Japan's consumer inflation in April accelerated 2.1 percent from a year earlier, as higher commodity prices and a weak yen helped lift the key figure to a seven-year high and above the Bank of Japan's 2 percent target for the first time since 2015, government data showed Friday.
The steep rise in the core consumer price index came as the effect of sharply lower mobile communication fees -- a big drag for months -- began to fall out of the inflation data. The figure compared with a 0.8 percent increase in March and marked eight straight months of gain.
The war in Ukraine has sent prices of energy, including crude oil, as well as raw materials higher, adding inflationary pressures to resource-poor Japan. While economists say the commodity-led inflation is likely to continue for months, the BOJ is expected to see the rise as temporary and persist with monetary easing.
The core CPI, excluding volatile fresh food items, was last above 2 percent in March 2015, in the aftermath of a consumption tax hike to 8 percent from 5 percent, according to the Ministry of Internal Affairs and Communications.

Region pointing data:
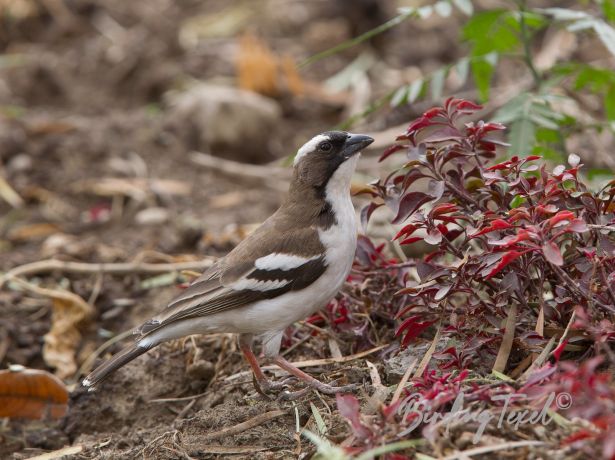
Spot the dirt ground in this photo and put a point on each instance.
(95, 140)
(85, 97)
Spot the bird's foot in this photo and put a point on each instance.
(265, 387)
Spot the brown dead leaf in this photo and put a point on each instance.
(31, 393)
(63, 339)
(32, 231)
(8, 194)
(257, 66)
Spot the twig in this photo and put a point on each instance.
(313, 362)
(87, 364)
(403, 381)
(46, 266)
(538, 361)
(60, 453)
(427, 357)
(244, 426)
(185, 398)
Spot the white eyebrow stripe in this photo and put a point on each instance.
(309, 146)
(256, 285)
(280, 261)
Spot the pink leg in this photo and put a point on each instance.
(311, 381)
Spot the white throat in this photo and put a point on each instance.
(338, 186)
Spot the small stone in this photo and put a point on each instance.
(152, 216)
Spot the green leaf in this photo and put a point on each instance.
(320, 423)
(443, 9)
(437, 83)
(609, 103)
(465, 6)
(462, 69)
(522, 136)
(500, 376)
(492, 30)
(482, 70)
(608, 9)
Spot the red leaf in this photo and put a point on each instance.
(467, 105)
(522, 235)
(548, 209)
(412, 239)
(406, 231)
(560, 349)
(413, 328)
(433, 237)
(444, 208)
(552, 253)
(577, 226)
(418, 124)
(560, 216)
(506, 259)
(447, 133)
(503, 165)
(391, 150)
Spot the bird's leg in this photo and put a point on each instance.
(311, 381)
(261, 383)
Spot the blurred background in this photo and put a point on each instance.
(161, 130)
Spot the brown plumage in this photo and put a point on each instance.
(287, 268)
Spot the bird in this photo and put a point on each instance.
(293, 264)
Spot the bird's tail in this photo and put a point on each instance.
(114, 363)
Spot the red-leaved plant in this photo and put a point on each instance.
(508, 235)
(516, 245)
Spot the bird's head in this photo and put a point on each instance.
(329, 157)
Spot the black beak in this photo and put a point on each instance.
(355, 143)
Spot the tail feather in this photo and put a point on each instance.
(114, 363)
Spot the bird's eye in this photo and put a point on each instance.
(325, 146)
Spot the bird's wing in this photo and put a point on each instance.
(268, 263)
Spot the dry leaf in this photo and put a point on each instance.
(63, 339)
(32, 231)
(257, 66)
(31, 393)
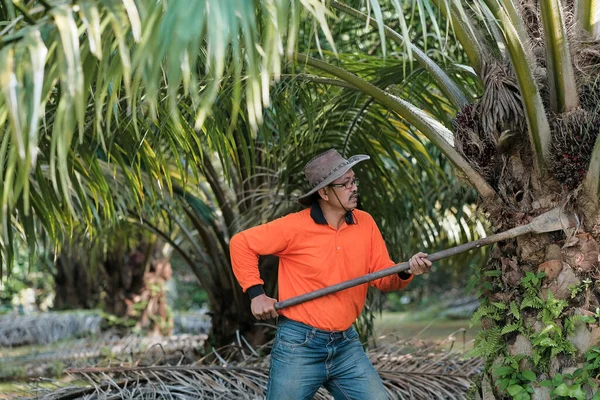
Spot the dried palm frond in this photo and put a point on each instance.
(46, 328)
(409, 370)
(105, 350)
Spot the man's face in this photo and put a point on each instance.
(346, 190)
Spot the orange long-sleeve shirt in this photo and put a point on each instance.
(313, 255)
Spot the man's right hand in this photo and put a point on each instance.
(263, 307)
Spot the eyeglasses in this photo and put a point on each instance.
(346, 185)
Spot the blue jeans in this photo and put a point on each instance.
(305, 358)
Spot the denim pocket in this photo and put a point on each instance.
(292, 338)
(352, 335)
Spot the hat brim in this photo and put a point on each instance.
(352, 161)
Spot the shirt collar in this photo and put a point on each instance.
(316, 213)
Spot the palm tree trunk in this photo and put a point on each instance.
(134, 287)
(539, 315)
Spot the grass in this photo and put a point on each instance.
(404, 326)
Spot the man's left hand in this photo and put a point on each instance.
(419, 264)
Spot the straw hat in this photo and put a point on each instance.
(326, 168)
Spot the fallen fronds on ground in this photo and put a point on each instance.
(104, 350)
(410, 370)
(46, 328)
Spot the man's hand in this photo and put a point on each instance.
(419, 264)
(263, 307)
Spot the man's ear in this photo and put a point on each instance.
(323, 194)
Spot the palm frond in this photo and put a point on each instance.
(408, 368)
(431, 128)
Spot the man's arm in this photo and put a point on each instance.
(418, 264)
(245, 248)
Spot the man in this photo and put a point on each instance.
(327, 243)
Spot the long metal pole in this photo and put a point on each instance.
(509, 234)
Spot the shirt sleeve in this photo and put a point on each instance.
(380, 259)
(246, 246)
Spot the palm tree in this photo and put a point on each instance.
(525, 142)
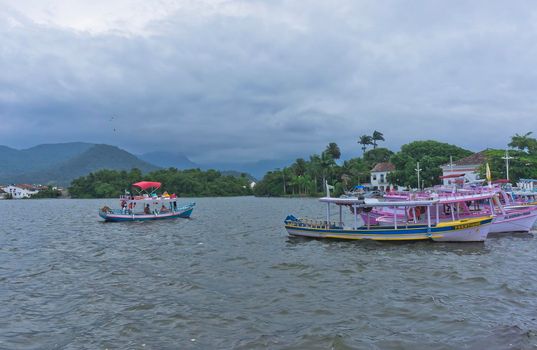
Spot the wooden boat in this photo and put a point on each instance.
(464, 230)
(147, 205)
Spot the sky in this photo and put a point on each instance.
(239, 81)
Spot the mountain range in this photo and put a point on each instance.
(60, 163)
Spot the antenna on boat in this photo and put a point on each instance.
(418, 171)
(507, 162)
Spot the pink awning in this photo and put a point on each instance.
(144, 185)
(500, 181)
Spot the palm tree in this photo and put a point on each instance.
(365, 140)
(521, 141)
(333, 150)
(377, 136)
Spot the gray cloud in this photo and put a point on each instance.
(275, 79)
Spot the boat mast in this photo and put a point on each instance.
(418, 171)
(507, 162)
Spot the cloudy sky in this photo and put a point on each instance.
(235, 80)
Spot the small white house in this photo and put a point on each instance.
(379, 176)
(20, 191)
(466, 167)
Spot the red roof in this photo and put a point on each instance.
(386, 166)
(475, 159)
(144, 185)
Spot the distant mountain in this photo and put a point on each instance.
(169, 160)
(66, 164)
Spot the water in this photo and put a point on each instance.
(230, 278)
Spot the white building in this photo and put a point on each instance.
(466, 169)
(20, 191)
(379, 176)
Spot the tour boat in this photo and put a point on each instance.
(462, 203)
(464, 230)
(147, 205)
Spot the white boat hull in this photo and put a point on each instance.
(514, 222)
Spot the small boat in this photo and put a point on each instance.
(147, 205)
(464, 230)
* * *
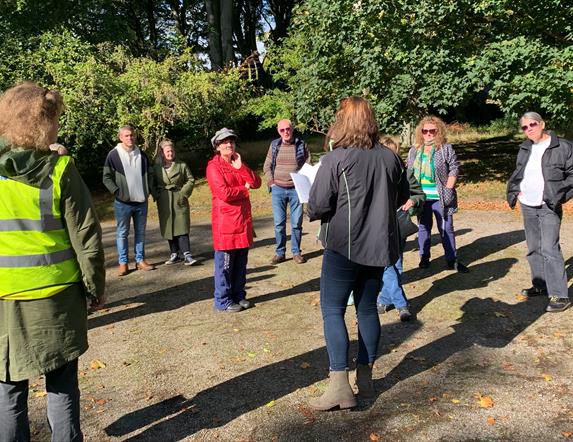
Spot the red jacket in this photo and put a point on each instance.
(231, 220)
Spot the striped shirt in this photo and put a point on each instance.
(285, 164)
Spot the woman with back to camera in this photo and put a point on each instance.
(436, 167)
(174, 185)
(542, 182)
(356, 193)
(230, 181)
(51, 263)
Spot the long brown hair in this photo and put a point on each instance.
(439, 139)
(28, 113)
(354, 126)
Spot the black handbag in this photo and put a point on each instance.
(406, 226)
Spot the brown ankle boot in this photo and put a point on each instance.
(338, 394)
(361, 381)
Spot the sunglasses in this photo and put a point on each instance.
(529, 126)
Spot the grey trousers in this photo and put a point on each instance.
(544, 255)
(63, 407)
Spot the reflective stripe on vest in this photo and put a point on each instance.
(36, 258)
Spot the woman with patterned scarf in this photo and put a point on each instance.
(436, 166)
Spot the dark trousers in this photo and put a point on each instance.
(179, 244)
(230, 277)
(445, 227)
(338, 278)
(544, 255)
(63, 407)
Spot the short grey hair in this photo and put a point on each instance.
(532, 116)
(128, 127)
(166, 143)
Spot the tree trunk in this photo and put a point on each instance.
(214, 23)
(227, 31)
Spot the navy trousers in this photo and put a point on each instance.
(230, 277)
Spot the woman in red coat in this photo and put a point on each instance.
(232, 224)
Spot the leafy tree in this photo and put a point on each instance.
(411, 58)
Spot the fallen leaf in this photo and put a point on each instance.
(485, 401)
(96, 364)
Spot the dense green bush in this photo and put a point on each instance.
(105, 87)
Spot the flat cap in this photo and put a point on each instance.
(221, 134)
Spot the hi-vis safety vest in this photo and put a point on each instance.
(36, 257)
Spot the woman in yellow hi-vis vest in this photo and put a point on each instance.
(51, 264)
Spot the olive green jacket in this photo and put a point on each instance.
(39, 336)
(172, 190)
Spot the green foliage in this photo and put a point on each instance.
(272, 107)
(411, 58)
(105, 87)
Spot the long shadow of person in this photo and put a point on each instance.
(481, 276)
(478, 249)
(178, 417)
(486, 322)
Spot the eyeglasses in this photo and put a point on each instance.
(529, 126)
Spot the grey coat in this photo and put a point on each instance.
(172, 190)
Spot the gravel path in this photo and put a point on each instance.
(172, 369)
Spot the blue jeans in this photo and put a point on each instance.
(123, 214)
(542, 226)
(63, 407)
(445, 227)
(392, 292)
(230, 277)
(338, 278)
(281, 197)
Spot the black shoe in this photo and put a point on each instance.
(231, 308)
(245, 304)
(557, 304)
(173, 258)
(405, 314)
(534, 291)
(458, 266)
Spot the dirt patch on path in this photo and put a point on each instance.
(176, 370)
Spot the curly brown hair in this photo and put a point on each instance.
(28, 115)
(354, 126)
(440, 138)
* * *
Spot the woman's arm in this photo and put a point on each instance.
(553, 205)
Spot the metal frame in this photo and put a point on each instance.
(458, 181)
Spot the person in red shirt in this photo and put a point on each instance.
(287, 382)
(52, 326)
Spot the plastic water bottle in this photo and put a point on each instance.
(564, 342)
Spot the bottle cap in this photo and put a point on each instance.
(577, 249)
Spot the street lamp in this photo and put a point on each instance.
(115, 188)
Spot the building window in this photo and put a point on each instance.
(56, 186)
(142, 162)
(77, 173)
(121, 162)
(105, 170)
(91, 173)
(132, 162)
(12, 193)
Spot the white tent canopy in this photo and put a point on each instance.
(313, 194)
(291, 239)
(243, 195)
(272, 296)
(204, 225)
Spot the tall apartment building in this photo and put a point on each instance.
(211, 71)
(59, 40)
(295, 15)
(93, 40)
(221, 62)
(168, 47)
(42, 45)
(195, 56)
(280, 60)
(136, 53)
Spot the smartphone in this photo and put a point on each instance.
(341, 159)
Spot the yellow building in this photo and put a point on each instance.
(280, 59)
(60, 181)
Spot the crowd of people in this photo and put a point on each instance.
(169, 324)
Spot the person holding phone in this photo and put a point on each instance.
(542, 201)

Required work: According to the report on Japan's consumer inflation, in what month and year was the core CPI last above 2 percent before April?

Answer section: March 2015.